··· FRAGMENTO DE TEXTO
Ahora que El diablo viste de prada se anuncia en las paradas de los autobuses , con su tacón homicida, con su belleza limpia de reclamo perfecto, he vuelvo a ver Pret a porter, la cinta de Robert Altman que lejanamente se asoma por el mundo de la moda retratado en la peliculita de Meryl Streep tan ( valga la redundancia ) de moda.
No me encandiló en su día y la revisión de anoche remachó la poca querencia que despacha mi memoria hacia este film. Muy cierto que Robert Altman es un director de altura que ha dado films muy notables,Mash, Tres mujeres, El juego de Hollywood, Cookie's fortune y, sobre todo, Vidas cruzadas, pero aquí ha patinado en exceso, aunque se haya rodeado de la crema del mundo de la pasarela y haya retratado con vigor y con cierta excelencia de estilo sus trapicheos y sus mezquindades, su poder y su gloria. Lo que no tiene Pret a porter es guión. No se ve por ningún lado, y eso es un pecado enorme para una película. Es un pecado enorme que una simple conversación de vecinos en una escalera carezca de guión. El guión es la carne que hace que el esqueleto no se caiga al suelo. El guión, en la narrativa fílmica, es el referente absoluto. Uno puede encontrar encuadres portentosos, una fotografía sublime, unas interpretaciones que rozen la perfección, pero si no se cuenta nada la atención se va perdiendo, y entonces no asistimos a una película redonda sino a unas imágenes más o menos bien trabadas que consienten que puedan, en ciertas circunstancias, ser nombradas con el genérico nombre de Cine.
······
··· ENTRADAS DEL CONJUNTO
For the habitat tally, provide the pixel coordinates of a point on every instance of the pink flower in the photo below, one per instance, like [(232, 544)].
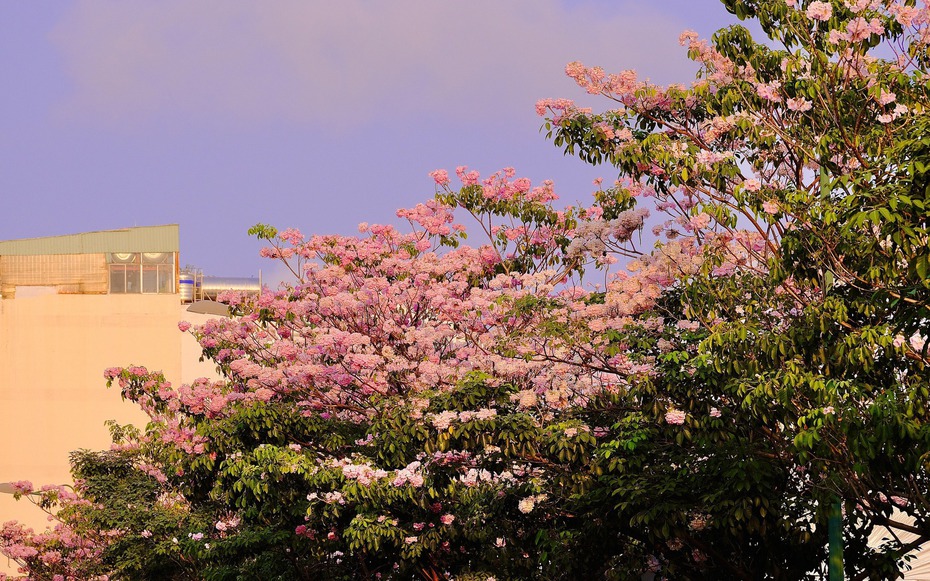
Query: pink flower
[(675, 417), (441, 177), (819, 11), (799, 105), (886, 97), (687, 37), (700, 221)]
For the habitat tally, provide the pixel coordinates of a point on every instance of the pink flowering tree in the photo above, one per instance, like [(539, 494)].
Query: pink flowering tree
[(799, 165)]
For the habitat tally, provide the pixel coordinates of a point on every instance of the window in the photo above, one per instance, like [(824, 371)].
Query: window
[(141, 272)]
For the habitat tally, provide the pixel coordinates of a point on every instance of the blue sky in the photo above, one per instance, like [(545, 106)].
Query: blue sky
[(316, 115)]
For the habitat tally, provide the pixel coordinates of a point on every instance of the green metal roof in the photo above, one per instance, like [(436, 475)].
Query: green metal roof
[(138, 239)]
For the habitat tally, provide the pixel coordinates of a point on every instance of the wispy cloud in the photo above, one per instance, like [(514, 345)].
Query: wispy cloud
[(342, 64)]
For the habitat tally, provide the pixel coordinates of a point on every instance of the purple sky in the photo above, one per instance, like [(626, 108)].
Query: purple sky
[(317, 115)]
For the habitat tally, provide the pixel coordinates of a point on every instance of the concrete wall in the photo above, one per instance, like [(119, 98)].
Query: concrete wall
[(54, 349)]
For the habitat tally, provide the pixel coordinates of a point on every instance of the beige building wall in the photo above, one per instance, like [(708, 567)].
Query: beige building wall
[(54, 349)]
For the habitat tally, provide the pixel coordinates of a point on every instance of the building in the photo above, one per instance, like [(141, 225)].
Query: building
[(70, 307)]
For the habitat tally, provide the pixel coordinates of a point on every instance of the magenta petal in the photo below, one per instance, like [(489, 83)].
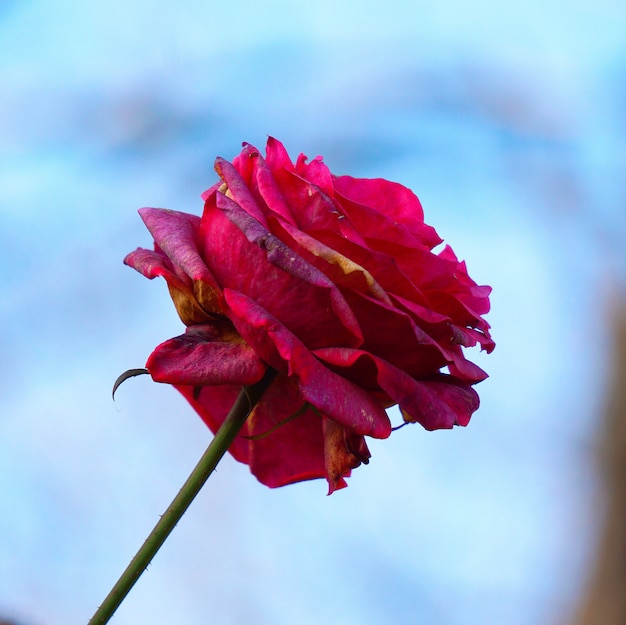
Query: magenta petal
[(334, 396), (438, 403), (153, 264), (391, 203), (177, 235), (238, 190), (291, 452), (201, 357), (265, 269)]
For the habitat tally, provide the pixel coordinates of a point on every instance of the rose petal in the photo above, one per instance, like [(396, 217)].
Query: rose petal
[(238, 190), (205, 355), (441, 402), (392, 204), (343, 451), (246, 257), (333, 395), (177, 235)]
······
TU OBJETIVO
Repite literalmente, por favor, el pasaje de la reseña sobre Pret a porter que empieza en "Ahora que El" y termina en "redundancia ) de moda.".

SOLUCIÓN DEL PROBLEMA
Ahora que El diablo viste de prada se anuncia en las paradas de los autobuses , con su tacón homicida, con su belleza limpia de reclamo perfecto, he vuelvo a ver Pret a porter, la cinta de Robert Altman que lejanamente se asoma por el mundo de la moda retratado en la peliculita de Meryl Streep tan ( valga la redundancia ) de moda.